Task prompt: Your answer should be every line of the entries that has the string "resolution" in it.

------

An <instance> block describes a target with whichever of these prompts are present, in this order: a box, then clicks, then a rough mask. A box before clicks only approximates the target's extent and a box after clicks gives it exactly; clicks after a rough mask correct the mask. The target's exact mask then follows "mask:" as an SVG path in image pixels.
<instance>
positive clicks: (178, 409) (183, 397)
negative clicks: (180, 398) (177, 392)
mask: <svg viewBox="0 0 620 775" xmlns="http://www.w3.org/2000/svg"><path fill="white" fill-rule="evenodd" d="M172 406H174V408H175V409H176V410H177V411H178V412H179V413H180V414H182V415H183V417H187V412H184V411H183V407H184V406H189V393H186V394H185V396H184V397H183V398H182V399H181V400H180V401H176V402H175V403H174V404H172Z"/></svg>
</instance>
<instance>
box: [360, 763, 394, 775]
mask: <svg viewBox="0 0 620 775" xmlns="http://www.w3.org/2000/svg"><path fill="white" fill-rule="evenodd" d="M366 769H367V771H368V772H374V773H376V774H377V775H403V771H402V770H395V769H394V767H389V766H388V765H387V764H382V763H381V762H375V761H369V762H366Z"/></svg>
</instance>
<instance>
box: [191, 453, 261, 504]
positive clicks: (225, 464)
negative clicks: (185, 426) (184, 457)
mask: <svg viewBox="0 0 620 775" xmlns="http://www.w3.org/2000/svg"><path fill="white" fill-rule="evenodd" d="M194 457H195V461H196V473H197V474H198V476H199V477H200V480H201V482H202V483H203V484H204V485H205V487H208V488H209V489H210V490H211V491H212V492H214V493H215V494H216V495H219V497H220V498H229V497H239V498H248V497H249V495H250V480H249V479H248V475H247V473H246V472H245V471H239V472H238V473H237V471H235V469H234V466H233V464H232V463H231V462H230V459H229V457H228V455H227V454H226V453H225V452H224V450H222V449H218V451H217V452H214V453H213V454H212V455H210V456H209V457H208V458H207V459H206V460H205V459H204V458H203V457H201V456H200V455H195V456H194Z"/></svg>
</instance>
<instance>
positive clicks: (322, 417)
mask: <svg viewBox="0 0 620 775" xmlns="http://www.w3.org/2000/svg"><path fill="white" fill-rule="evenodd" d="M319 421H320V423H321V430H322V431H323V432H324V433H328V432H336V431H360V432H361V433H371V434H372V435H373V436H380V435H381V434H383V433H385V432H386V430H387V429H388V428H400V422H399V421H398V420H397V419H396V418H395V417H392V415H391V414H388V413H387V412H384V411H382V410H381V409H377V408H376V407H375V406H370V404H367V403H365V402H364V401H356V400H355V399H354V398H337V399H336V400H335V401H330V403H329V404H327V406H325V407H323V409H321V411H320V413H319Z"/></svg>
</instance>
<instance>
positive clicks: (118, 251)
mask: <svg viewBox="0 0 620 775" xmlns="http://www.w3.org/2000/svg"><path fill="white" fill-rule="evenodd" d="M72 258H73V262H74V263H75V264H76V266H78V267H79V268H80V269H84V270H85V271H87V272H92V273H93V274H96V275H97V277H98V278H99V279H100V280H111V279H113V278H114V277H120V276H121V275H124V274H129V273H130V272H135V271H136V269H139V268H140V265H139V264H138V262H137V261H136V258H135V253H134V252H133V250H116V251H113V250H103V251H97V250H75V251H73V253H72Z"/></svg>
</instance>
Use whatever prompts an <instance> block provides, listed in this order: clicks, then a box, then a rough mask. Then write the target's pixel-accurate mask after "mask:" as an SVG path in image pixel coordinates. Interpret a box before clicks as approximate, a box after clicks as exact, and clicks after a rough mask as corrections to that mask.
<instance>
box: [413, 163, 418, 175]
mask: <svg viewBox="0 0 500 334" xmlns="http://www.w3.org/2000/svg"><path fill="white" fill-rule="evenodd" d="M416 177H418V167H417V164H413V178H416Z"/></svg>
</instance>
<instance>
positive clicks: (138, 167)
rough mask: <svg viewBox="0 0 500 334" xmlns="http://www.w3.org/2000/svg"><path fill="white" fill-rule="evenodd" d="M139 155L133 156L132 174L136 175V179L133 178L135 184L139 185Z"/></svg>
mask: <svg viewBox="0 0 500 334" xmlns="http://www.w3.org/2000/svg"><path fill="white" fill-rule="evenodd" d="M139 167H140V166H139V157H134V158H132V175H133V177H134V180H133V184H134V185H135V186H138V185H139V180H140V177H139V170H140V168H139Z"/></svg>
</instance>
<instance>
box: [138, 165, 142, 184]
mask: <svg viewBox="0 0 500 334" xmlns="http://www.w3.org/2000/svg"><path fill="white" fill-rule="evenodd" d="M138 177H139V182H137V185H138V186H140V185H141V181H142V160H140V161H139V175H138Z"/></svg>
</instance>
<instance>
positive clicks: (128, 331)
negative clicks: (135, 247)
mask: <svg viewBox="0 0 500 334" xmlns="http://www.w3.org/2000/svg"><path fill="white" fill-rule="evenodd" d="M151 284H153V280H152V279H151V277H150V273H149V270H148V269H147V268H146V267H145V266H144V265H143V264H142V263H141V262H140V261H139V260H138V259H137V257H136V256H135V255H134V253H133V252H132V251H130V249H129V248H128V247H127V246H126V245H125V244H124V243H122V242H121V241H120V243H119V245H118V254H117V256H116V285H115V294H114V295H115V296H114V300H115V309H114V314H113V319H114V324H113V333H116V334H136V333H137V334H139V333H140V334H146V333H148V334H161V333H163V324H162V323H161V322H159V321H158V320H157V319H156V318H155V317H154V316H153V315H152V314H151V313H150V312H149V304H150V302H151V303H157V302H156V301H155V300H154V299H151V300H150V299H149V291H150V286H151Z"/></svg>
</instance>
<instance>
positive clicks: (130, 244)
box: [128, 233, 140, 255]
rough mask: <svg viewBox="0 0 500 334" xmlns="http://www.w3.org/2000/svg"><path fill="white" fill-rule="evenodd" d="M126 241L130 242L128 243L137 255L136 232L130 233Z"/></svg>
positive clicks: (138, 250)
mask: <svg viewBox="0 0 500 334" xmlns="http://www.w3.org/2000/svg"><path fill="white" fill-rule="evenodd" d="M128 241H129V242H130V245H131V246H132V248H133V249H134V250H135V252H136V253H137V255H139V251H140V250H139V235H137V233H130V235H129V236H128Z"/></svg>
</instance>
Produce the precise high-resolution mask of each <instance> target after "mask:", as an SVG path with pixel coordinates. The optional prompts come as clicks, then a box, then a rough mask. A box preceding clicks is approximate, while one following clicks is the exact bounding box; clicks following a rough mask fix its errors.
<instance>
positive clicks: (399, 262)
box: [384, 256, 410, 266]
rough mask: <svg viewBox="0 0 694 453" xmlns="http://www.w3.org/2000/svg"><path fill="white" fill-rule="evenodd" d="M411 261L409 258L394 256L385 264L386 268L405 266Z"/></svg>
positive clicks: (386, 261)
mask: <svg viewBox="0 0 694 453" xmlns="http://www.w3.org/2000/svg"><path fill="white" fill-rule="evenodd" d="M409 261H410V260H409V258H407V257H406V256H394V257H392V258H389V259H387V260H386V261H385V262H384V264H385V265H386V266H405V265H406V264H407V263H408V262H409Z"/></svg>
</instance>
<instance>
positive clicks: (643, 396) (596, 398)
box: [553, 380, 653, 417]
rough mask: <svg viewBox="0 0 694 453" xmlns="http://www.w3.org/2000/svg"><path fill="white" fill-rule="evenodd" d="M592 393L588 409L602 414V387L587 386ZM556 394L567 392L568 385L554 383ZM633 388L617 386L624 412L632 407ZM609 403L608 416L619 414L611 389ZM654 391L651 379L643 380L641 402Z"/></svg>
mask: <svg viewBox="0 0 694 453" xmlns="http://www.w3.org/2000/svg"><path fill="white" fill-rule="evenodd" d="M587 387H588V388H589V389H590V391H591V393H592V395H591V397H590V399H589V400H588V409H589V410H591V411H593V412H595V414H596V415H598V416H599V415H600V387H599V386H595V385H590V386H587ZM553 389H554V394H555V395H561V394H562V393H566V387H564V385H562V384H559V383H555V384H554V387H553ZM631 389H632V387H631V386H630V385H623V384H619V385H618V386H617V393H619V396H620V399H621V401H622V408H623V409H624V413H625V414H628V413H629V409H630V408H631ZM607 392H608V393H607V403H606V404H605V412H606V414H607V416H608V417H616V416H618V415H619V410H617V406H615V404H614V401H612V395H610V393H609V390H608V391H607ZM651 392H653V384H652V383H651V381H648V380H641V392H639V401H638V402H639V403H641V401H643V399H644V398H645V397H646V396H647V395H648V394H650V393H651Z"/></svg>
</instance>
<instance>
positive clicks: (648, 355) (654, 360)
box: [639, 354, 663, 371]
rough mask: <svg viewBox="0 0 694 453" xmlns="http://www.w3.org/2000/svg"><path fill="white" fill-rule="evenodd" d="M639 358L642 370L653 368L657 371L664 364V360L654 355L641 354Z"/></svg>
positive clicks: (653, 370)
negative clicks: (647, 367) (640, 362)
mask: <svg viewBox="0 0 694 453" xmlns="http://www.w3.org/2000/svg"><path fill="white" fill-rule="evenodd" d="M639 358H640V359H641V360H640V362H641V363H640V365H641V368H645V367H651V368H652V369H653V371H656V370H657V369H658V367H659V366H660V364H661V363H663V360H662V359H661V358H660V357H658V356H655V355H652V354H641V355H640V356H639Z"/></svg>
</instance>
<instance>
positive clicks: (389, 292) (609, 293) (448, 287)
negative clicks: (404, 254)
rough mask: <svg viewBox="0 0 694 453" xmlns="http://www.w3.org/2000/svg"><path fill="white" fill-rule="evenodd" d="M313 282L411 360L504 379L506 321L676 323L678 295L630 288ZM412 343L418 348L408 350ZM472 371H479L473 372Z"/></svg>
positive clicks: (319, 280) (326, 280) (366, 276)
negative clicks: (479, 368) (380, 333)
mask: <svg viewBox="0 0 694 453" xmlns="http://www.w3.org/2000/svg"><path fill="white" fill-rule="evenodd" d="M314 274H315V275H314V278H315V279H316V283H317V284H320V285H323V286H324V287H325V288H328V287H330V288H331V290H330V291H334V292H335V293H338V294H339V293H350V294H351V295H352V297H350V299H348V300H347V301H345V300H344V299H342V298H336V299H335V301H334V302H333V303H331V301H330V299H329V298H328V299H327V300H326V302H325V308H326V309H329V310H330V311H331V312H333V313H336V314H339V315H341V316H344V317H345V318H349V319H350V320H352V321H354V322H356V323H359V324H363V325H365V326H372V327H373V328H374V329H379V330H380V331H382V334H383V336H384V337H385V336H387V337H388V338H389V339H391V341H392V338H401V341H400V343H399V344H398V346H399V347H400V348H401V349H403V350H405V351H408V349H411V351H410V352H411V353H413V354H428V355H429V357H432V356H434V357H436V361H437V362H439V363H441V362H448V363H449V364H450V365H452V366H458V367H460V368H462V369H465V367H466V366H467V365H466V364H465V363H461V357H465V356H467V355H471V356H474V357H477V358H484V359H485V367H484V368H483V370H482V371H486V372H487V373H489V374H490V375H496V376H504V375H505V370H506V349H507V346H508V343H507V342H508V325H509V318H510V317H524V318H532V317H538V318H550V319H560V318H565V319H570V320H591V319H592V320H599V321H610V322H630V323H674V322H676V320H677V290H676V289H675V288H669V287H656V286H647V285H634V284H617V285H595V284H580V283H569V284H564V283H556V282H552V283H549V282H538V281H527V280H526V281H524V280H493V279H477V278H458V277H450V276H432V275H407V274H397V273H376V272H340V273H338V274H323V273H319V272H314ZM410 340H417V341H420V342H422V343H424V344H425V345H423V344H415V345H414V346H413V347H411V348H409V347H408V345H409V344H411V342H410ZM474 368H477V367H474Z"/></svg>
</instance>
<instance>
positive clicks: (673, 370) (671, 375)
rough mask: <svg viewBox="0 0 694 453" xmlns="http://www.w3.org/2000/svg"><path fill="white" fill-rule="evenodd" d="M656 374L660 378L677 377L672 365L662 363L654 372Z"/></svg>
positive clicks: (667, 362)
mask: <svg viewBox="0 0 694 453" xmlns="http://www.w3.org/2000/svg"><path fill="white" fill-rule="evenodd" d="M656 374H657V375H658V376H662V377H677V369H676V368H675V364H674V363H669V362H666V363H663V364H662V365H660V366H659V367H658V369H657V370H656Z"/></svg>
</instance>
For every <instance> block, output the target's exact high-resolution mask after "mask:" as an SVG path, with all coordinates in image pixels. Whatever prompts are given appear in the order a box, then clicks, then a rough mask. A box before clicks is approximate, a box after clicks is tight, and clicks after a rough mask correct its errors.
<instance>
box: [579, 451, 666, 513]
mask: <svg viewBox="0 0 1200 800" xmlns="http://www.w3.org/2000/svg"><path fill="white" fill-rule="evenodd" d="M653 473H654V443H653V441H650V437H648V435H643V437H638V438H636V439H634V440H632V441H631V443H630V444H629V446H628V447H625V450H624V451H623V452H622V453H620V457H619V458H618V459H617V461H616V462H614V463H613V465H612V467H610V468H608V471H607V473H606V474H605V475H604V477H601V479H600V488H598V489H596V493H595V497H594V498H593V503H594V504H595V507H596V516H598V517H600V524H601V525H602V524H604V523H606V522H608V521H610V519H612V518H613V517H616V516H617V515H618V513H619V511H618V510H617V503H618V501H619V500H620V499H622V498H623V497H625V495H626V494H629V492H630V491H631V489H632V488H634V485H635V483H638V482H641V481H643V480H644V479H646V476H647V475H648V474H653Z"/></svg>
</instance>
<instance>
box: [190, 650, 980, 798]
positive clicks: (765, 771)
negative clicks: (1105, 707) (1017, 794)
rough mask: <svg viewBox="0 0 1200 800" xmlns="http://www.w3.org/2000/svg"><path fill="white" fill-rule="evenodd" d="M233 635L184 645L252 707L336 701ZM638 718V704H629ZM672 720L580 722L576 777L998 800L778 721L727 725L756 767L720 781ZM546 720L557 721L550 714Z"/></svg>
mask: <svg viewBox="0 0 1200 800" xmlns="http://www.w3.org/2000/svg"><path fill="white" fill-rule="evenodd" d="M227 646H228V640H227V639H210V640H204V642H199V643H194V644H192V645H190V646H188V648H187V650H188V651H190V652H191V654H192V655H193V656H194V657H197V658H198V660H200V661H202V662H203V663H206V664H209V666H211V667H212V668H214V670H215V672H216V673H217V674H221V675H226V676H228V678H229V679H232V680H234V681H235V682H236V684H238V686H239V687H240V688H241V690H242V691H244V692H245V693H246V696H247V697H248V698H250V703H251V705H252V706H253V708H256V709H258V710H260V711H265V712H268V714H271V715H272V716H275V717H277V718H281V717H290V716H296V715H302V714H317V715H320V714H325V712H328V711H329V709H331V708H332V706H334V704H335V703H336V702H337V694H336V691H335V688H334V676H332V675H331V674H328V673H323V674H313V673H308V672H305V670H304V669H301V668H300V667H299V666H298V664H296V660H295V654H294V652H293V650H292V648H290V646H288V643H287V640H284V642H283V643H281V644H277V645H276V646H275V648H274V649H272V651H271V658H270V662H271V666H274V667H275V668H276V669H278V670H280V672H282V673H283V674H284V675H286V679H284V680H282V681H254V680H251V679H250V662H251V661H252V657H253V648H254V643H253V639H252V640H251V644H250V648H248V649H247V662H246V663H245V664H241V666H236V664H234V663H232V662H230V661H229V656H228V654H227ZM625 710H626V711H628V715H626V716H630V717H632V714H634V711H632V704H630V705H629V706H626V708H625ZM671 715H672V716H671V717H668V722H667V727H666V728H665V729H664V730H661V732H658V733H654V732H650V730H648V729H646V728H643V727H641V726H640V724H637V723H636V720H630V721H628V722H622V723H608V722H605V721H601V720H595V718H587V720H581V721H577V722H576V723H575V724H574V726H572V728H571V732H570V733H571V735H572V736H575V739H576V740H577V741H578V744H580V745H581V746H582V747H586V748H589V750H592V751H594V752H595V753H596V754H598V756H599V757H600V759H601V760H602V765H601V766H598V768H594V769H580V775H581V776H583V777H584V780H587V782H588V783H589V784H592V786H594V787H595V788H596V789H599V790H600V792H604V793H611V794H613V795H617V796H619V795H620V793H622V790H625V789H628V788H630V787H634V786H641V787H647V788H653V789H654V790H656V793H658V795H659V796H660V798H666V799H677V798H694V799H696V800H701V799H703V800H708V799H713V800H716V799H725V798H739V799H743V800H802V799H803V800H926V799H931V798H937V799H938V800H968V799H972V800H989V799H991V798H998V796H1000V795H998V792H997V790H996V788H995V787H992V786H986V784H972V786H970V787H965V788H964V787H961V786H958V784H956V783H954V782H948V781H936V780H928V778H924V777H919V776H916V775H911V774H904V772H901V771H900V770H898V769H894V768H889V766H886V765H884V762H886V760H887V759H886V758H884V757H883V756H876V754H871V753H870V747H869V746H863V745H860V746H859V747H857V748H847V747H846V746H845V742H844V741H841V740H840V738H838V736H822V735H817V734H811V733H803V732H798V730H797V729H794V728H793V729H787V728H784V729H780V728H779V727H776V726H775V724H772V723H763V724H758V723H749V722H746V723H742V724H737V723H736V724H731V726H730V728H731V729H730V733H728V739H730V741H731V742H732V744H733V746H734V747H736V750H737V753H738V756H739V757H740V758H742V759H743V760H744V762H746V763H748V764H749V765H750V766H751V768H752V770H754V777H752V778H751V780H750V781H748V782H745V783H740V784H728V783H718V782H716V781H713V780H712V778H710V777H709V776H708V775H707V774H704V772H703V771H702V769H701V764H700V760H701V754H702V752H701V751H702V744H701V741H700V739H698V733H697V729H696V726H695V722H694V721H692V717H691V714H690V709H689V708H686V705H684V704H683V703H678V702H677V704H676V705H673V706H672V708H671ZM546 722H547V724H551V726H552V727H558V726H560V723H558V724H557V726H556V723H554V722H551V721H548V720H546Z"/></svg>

------

Exercise answer:
Produce the precise high-resolution mask of each <instance> target after "mask:", as an SVG path with pixel coordinates. The optional prompts come as clicks, then a box, then a rough mask. A box preceding clicks is approximate, while one following clicks is the exact bounding box; clicks following a rough mask fix its errors.
For every <instance> block, output the target's exact high-resolution mask after "mask:" as an SVG path, with all coordinates in image pixels. Whatever prompts are given appear in the order a box, then clicks, then a rough mask. A box before clicks is approximate, a box after clicks is tight, and clicks after a rough mask correct its errors.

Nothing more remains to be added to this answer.